* Aim of the exercise
Rewrite the lines below, changing every "target" to "label" and leaving everything else as it is.

— START Information provided —

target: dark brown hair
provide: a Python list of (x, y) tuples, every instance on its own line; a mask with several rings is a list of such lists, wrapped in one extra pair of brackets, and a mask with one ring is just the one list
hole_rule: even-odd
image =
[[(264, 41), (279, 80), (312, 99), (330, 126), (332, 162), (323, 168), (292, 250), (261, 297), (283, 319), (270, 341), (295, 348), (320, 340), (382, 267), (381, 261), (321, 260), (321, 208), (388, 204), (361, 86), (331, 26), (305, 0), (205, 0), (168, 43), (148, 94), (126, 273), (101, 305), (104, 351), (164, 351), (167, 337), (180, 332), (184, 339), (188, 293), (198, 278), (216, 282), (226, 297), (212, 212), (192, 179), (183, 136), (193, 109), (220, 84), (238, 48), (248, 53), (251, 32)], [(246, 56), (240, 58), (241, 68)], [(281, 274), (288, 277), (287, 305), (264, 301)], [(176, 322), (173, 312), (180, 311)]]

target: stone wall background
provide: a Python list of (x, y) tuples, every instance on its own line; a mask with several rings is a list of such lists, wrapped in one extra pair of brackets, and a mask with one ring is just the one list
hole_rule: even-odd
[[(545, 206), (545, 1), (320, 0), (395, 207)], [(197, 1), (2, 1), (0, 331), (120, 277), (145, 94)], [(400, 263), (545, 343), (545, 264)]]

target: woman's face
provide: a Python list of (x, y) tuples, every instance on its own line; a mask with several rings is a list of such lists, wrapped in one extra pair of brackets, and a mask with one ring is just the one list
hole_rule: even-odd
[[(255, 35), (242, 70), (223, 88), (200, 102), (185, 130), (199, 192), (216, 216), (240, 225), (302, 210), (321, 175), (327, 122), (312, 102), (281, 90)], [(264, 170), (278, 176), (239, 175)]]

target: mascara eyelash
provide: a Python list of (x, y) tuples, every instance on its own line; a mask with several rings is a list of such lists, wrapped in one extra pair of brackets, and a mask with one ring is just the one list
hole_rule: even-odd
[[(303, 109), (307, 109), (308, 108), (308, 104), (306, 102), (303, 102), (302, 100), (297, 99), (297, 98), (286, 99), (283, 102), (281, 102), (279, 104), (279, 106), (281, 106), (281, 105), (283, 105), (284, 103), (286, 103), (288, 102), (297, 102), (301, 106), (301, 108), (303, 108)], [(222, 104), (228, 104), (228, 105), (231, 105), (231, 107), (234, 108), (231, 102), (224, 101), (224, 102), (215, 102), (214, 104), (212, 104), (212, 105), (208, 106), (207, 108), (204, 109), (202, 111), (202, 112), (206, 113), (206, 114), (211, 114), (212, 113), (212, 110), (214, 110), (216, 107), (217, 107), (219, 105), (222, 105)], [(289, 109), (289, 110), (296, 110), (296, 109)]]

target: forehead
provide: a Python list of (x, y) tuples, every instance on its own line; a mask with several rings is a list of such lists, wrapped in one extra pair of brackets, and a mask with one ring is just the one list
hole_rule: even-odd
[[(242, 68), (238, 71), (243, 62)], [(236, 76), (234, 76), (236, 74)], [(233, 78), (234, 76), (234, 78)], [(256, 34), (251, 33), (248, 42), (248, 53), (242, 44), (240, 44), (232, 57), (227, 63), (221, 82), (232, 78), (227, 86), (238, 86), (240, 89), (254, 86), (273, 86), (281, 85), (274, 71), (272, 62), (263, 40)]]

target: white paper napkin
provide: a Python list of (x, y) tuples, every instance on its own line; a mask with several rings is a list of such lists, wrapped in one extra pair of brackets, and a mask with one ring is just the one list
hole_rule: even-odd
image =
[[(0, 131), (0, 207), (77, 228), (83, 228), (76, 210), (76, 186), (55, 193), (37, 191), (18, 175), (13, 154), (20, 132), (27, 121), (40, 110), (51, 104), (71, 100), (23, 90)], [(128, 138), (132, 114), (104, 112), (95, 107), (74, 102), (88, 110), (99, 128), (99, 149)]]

— END Information provided —

* Output of the task
label: dark brown hair
provide: a Python list of (x, y) tuples, every instance on its own line; a mask with several rings is a list of such lists, wrapped in one extra pair of brackets, and a mask with one ring is just the one list
hole_rule: even-odd
image =
[[(264, 41), (279, 80), (312, 99), (330, 126), (332, 162), (323, 168), (292, 250), (261, 297), (283, 319), (270, 341), (295, 348), (320, 340), (382, 267), (381, 261), (321, 260), (321, 208), (388, 204), (361, 86), (331, 26), (305, 0), (205, 0), (168, 43), (148, 94), (126, 273), (101, 305), (104, 351), (164, 351), (167, 337), (180, 332), (184, 339), (188, 293), (198, 278), (216, 282), (226, 297), (212, 212), (192, 179), (183, 136), (193, 109), (220, 84), (238, 48), (248, 53), (251, 32)], [(246, 56), (240, 58), (241, 68)], [(281, 274), (288, 277), (287, 305), (264, 301)], [(176, 322), (173, 312), (180, 311)]]

label: stone wall background
provide: a Python list of (x, y) tuples, every instance on its own line; a mask with several rings is a list of such lists, wrapped in one extra pair of brackets, and a mask with one ring is just the one list
hole_rule: even-odd
[[(545, 206), (545, 1), (320, 0), (395, 207)], [(197, 1), (2, 1), (0, 331), (120, 277), (145, 94)], [(400, 263), (545, 343), (545, 264)]]

label: woman's face
provide: a Python list of (x, y) tuples, every instance on its own line; a mask with several rings is a list of such lists, wrapped in one extra pair of brackets, and a mask with one ring is just the one list
hole_rule: even-odd
[[(255, 35), (242, 70), (223, 88), (200, 102), (185, 130), (199, 192), (216, 216), (240, 225), (302, 210), (321, 175), (327, 122), (312, 102), (281, 90)], [(264, 170), (278, 176), (239, 175)]]

label: mascara eyelash
provide: a Python list of (x, y) tuples, every instance on its own line; a mask with several rings is a list of such lists, wrapped in one extra pair of brackets, and a mask with one ring is just the one list
hole_rule: even-odd
[[(303, 109), (307, 109), (308, 108), (308, 104), (306, 102), (303, 102), (302, 100), (297, 99), (297, 98), (286, 99), (283, 102), (281, 102), (279, 104), (279, 106), (281, 106), (281, 105), (283, 105), (284, 103), (286, 103), (288, 102), (297, 102), (301, 106), (301, 108), (303, 108)], [(222, 104), (228, 104), (228, 105), (231, 105), (231, 107), (234, 108), (231, 102), (224, 101), (224, 102), (215, 102), (214, 104), (212, 104), (212, 105), (208, 106), (207, 108), (204, 109), (202, 111), (202, 112), (206, 113), (206, 114), (211, 114), (212, 113), (212, 110), (214, 110), (216, 107), (217, 107), (219, 105), (222, 105)], [(289, 109), (289, 110), (296, 110), (296, 109)]]

label: forehead
provide: a Python list of (x, y) tuples, every instance on its own line; a mask with several rings is a list of such lists, wrapped in one extra pair of brackets, and a mask with one ring is just the one list
hole_rule: even-odd
[[(242, 68), (238, 71), (243, 62)], [(236, 76), (234, 76), (236, 74)], [(233, 78), (234, 76), (234, 78)], [(256, 34), (251, 33), (248, 42), (248, 53), (242, 44), (240, 44), (232, 57), (227, 63), (221, 82), (232, 78), (227, 86), (238, 86), (240, 89), (254, 86), (273, 86), (281, 85), (274, 71), (272, 62), (263, 40)]]

label: white paper napkin
provide: a Python list of (x, y) tuples, every instance on its own line; a mask with several rings is a list of such lists, wrapped in one extra pair of brackets, and a mask with one ring is just the one list
hole_rule: even-odd
image =
[[(0, 131), (0, 207), (77, 228), (83, 228), (76, 210), (76, 186), (55, 193), (37, 191), (18, 175), (13, 154), (20, 132), (27, 121), (40, 110), (51, 104), (71, 100), (23, 90)], [(128, 138), (132, 114), (104, 112), (95, 107), (74, 102), (88, 110), (99, 128), (99, 149)]]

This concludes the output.